----- Data supplied -----

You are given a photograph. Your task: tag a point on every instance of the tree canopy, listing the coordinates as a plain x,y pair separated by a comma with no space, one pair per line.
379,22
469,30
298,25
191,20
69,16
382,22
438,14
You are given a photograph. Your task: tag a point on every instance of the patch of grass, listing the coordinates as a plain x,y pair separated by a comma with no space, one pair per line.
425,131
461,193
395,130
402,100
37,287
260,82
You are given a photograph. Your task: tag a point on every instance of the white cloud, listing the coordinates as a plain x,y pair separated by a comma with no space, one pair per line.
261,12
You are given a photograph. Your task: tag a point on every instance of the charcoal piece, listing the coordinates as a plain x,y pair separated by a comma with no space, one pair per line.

-----

*What needs to be done*:
Your answer should consist only of the lines from the one that holds "of the white" to the end of the entries above, both ends included, each repeated exactly.

*Task response*:
You are given a photograph. Your task: tag a point on every instance of the white cloud, listing the coordinates as a plain x,y pair separated by a comma with no space, one pair per line.
261,12
You are given a photograph. Your task: tag a point on every instance of the charcoal piece, listing the coordinates as a plain x,y pair separated by a comma with no space, one pair per line.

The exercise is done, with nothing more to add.